### YOUR INSTRUCTIONS
Please copy the data, starting with its first line and going on through the line with "x=229 y=197", changing "trial run" to "practice round" and leaving everything else the same.

### RECORDS PROVIDED
○ ○ ○ ○
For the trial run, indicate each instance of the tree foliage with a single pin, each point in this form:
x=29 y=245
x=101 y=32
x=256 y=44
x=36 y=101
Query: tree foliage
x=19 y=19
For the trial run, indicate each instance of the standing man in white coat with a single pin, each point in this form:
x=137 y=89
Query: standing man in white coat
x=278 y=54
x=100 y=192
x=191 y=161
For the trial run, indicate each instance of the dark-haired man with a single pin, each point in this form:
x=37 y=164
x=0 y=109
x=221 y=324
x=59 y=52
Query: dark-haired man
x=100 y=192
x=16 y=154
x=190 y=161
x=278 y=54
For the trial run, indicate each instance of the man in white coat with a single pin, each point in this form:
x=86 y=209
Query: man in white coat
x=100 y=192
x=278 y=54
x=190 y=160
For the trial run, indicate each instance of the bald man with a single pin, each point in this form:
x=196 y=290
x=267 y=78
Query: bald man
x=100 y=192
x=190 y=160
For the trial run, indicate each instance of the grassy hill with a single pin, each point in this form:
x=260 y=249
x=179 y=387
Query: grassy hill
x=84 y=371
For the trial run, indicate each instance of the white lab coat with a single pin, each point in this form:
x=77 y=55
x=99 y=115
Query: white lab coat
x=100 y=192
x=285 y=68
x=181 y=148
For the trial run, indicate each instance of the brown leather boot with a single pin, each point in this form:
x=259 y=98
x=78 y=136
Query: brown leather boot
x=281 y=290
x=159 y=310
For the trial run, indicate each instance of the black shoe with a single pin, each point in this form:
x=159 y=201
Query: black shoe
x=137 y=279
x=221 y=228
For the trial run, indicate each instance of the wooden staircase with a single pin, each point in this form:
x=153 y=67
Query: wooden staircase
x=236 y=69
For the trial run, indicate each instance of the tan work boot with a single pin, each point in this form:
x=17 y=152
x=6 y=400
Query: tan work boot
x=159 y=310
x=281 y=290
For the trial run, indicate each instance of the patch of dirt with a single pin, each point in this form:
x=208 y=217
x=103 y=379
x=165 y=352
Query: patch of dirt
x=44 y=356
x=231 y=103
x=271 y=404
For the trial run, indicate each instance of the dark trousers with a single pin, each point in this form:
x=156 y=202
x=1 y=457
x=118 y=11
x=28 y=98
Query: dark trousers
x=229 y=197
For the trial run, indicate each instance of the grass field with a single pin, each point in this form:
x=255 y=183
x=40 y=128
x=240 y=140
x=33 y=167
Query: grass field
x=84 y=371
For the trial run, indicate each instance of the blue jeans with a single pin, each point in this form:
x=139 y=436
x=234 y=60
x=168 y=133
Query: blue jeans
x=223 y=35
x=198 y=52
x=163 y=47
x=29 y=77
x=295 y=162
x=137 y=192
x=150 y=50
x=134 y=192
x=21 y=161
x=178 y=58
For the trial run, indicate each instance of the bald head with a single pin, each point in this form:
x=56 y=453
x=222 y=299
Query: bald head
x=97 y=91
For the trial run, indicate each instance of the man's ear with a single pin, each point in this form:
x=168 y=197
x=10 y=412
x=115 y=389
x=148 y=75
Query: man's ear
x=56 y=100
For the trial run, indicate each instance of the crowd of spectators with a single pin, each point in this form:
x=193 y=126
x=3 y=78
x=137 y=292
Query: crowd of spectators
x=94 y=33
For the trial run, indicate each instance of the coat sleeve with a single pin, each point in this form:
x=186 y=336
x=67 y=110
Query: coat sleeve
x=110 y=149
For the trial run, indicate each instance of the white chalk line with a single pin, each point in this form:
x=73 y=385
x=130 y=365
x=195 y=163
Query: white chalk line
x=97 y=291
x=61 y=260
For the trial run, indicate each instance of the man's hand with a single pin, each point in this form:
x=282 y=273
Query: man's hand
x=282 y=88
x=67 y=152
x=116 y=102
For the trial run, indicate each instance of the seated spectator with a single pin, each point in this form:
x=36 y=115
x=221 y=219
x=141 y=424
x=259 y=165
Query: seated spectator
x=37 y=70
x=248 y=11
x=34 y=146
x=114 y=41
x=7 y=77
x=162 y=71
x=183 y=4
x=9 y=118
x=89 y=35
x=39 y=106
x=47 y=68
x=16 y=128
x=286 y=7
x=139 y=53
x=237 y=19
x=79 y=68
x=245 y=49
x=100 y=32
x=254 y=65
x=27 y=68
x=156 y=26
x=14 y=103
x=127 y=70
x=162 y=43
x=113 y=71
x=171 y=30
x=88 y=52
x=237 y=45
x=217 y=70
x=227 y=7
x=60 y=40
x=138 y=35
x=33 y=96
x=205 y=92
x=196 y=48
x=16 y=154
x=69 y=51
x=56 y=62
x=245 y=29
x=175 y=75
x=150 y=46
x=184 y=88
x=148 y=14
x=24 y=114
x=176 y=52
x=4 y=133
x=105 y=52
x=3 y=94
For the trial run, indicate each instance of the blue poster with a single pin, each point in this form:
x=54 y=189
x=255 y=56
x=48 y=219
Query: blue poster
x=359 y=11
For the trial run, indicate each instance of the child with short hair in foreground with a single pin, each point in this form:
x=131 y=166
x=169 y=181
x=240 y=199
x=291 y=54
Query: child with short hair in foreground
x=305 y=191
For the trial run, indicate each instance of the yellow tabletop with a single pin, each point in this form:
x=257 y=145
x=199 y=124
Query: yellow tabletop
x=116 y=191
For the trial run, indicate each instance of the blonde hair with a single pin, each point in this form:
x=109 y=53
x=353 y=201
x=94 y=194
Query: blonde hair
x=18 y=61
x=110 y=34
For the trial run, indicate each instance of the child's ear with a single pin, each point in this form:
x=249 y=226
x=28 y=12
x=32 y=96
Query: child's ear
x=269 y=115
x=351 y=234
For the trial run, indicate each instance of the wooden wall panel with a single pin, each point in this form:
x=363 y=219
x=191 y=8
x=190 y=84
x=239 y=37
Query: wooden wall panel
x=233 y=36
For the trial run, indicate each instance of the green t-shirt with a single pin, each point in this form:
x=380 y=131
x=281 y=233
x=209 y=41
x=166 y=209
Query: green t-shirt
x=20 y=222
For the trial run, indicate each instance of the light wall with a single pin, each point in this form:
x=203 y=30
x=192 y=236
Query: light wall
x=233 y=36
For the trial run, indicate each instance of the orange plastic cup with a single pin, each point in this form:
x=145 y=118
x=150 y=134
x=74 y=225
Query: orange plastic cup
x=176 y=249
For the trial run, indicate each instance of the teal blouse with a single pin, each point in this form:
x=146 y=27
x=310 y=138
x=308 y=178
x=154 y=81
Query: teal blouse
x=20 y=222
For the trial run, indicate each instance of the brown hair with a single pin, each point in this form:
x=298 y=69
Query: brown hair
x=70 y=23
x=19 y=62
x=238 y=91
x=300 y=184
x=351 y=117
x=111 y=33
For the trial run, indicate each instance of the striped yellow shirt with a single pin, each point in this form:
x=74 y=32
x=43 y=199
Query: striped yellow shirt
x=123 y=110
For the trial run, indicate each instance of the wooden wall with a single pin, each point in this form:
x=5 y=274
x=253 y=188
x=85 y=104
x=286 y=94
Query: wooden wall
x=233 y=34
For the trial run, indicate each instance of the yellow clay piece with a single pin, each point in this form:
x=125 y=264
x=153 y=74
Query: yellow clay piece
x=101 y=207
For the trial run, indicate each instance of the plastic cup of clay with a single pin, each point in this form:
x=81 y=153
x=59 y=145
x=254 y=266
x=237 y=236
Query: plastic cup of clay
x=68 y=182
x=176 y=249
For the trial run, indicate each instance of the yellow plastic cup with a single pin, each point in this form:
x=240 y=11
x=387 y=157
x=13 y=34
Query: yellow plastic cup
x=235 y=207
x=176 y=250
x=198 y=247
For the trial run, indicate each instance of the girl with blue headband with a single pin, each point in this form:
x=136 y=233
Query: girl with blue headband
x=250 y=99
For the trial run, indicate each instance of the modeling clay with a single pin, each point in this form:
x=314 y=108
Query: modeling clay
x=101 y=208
○ ○ ○ ○
### ANSWER FOR THIS EXERCISE
For the practice round, indicate each instance of the tree foliage with a single pin, each point in this form:
x=29 y=245
x=101 y=32
x=256 y=44
x=36 y=101
Query: tree foliage
x=19 y=19
For the practice round, indicate each instance of the standing man in white coat with a single pin, each point in this form:
x=137 y=89
Query: standing man in white coat
x=278 y=54
x=100 y=192
x=191 y=161
For the practice round, indicate each instance of the dark-haired man with a single pin, each point in this form:
x=37 y=164
x=0 y=109
x=221 y=324
x=59 y=52
Query: dark-haired man
x=100 y=192
x=16 y=154
x=190 y=161
x=278 y=54
For the practice round, indicate each instance of the man in white coat with a single pin, each point in this form:
x=86 y=209
Query: man in white coat
x=100 y=192
x=278 y=54
x=190 y=160
For the practice round, indicate each instance of the bald man with a single pin, each point in this form:
x=196 y=290
x=267 y=78
Query: bald man
x=100 y=192
x=190 y=160
For the practice round, indicate each instance of the grassy hill with a single pin, each point in this form:
x=260 y=249
x=179 y=387
Query: grassy hill
x=84 y=371
For the practice round, indicate each instance of the white lab coat with a single pin, each point in this form:
x=77 y=55
x=99 y=115
Query: white lab coat
x=100 y=192
x=285 y=68
x=181 y=148
For the practice round, indicate each instance of the brown leather boot with a single pin, each point in this form:
x=259 y=98
x=78 y=136
Query: brown leather boot
x=281 y=290
x=159 y=310
For the practice round, indicate each instance of the black shoe with a single pin, each point in this form:
x=159 y=201
Query: black shoe
x=137 y=279
x=221 y=228
For the practice round, indicate each instance of the wooden staircase with a single pin, each point in this form:
x=153 y=67
Query: wooden staircase
x=236 y=69
For the practice round, indicate each instance of the tan work boot with a single pin, each point in this form:
x=17 y=152
x=6 y=400
Query: tan work boot
x=159 y=310
x=281 y=290
For the practice round, indicate each instance of the patch of dirt with a single pin, each point in this form:
x=208 y=217
x=103 y=379
x=165 y=352
Query: patch of dirt
x=44 y=356
x=231 y=103
x=271 y=404
For the practice round, indicate each instance of the dark trousers with a single pin, each point in this form:
x=156 y=202
x=1 y=457
x=118 y=11
x=28 y=98
Query: dark trousers
x=229 y=197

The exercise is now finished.